■ Tasks for this exercise
(a) According to the text on organic molecules on Mars, how much of the Martian regolith by weight is made up of perchlorates?
(b) Go on with the text about organic molecules on Mars from its last sentence.

The search for organic molecules is one of the main goals of current and future Martian space missions. Many sources of organic molecules may exist at the surface of this planet: exogenous sources, such as the interplanetary medium, and/or endogenous sources, like hydrothermalism or a potential biological activity. However, only a few organics have been detected so far and their relation to any endogenous sources or to the compounds that are brought to the surface by interplanetary bodies is not straightforward.

An explanation is that organic molecules are not well preserved in the Mars surface environment. This environment is characterized by different parameters i.e strong oxidants (perchlorates, iron oxides...), energetic radiation (UV, X-rays...) that could degrade or alter the organic matter. Therefore, the study of the possible actions of these harsh conditions on organic molecules is of high interest for the quest of organics on Mars, and this is the objective of the present work.

Perchlorates have been detected in the Martian regolith, (0.4-0.6% by weight). They are strong oxidants (containing ClO4- ions) and could react with organics especially when they are activated by energetic sources, such as X-rays and UV light. This could explain why it is so hard to detect organics on the surface and near-surface of Mars. It could also possibly be a source of the chlorohydrocarbons detected with the SAM experiment in gale crater. This is the reason why we started studying the possible interaction between UV radiation reaching the surface of Mars with organic molecules of high interest for astrobiology.

[Stored entries]

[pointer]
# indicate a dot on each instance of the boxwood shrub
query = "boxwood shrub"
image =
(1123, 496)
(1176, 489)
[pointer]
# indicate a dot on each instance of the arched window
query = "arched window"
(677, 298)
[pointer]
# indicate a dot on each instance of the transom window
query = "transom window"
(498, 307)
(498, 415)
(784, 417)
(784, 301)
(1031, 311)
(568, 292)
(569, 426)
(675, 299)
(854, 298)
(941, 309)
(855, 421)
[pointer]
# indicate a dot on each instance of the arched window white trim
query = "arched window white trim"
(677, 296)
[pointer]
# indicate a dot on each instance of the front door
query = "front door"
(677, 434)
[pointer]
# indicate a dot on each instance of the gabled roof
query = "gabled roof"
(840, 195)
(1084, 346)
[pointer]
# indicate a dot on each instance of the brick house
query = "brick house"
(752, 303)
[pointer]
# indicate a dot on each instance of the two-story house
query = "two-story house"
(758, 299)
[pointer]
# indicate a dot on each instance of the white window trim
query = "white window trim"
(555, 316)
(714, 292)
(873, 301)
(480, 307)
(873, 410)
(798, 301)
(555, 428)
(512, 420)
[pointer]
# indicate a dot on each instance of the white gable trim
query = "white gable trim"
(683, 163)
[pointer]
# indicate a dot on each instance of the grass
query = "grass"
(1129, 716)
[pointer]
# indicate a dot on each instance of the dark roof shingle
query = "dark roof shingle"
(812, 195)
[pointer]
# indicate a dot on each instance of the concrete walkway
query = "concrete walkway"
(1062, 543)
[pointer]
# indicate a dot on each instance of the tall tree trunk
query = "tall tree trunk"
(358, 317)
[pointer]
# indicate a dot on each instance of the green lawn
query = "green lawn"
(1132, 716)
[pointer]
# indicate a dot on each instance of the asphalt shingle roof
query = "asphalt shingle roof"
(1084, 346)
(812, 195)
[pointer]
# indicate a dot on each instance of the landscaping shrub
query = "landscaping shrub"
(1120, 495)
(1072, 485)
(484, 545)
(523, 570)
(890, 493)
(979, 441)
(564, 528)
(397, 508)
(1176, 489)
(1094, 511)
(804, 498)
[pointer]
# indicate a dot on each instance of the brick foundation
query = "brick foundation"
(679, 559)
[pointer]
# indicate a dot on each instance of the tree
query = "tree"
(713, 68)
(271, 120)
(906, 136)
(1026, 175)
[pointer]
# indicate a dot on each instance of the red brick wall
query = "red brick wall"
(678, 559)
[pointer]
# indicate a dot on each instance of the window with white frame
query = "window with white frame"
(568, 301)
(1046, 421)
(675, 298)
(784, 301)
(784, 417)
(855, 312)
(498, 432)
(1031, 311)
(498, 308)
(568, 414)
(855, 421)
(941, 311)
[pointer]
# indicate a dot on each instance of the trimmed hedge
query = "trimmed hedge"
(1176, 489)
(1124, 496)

■ Task results
(a) 0.4-0.6% by weight.

(b)
The MOMIE (Mars Organic Matter Irradiation and Evolution) experiment is designed to study the evolution of organic molecules in a simulated Martian environment with respect to temperature, pressure and UV radiation. In the context of prebiotic chemistry, nucleobases are organic molecules of interest. Furthermore, some nucleobases were detected in meteorites and were therefore brought to the surface of Mars at some point. Finally some of them are UV resistant or produce UV resistant photoproducts under Mars-like conditions. To investigate the effect of perchlorates on nuclaobases and their UV photoproducts on Mars, we studied nucleobases with the MOMIE experimental setup.

This study is focused on the evolution of nucleobases (uracil, cytosine...) in the presence of a calcium perchlorate in the solid phase.

Our results show that perchlorates accelerate the degradation of uracil under UV-irradiation compared to the evolution of uracil alone under the same UV flux. Concerning Cytosine, a new compound is formed when this molecule is in contact with perchlorates even if the sample is not exposed to any UV radiation. The presence of UV radiation increases the photodegradation rate of this new compounds. From these results, it can be concluded that the presence of nucleobases and their photoproducts in the first centimeter depth of the martian regolith is highly uncertain.